→ **TRY IT**:
All of the data below is to be printed again exactly.

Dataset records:
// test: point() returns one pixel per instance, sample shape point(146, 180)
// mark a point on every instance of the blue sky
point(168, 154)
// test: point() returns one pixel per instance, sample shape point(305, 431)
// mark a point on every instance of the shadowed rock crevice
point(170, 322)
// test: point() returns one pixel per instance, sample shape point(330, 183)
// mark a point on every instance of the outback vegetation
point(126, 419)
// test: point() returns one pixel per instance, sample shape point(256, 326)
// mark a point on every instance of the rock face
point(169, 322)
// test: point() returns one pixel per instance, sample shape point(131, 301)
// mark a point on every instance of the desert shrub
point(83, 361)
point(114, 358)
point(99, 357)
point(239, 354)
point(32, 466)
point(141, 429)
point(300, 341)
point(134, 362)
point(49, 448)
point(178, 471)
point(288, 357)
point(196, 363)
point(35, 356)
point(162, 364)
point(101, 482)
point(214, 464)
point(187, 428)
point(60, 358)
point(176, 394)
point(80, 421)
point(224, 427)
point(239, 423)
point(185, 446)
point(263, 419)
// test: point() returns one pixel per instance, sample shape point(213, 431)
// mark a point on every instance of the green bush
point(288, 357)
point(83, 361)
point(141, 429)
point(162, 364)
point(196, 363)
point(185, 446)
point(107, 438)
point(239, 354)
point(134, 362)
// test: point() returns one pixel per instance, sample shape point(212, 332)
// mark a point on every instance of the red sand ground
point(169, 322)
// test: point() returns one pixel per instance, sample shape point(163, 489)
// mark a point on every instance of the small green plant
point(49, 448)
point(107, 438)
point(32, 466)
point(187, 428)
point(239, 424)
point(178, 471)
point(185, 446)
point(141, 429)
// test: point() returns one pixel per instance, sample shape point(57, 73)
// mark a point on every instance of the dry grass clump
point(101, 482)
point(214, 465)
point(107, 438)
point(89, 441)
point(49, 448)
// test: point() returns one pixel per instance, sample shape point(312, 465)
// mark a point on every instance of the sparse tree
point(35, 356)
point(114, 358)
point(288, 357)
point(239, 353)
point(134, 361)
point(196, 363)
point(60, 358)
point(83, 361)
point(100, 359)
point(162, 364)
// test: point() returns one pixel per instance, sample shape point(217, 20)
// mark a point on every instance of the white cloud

→ **RESULT BELOW**:
// test: point() returns one pixel per instance, sample shape point(146, 180)
// mark a point on every instance of the blue sky
point(168, 154)
// test: point() returns one pixel per instance, sample shape point(305, 431)
// mark a point on every instance of the shadowed rock crevice
point(170, 322)
// test: point() returns one pixel per instance, sample shape point(330, 183)
// mark a point on every instance of the outback vegetation
point(126, 419)
// test: point() returns one pixel per instance, sample shape point(256, 326)
// mark a point on every instance of the rock face
point(169, 322)
// test: point() returns one pixel per instance, sample shape point(131, 301)
// mark a point on every instance of the desert shrub
point(83, 361)
point(114, 358)
point(99, 357)
point(239, 354)
point(32, 466)
point(141, 429)
point(300, 341)
point(134, 362)
point(49, 448)
point(178, 471)
point(288, 357)
point(196, 363)
point(35, 356)
point(162, 364)
point(101, 482)
point(214, 464)
point(187, 428)
point(60, 358)
point(176, 394)
point(80, 421)
point(224, 427)
point(239, 423)
point(185, 446)
point(263, 419)
// test: point() returns one pixel per instance, sample shape point(213, 431)
// mark a point on every instance of the green bush
point(288, 357)
point(83, 361)
point(141, 429)
point(162, 364)
point(196, 363)
point(185, 446)
point(107, 438)
point(239, 354)
point(134, 362)
// test: point() returns one pixel per instance, sample shape point(212, 332)
// mark a point on every instance of the red sand ground
point(169, 322)
// test: point() returns one pixel per instance, sample shape point(163, 489)
// mark a point on every instance of the small green plant
point(49, 448)
point(107, 438)
point(32, 466)
point(187, 428)
point(239, 424)
point(178, 471)
point(185, 446)
point(141, 429)
// test: point() returns one pixel per instance, sample shape point(57, 73)
// mark a point on every instance of the dry grass clump
point(101, 482)
point(214, 465)
point(107, 438)
point(89, 441)
point(49, 448)
// test: point() returns one pixel per instance, sample shape point(312, 465)
// mark a point on every instance of the sparse tree
point(35, 356)
point(114, 358)
point(288, 357)
point(239, 353)
point(134, 361)
point(196, 363)
point(60, 358)
point(83, 361)
point(100, 359)
point(162, 364)
// test: point() returns one pixel per instance, sample shape point(217, 20)
// mark a point on every instance of the white cloud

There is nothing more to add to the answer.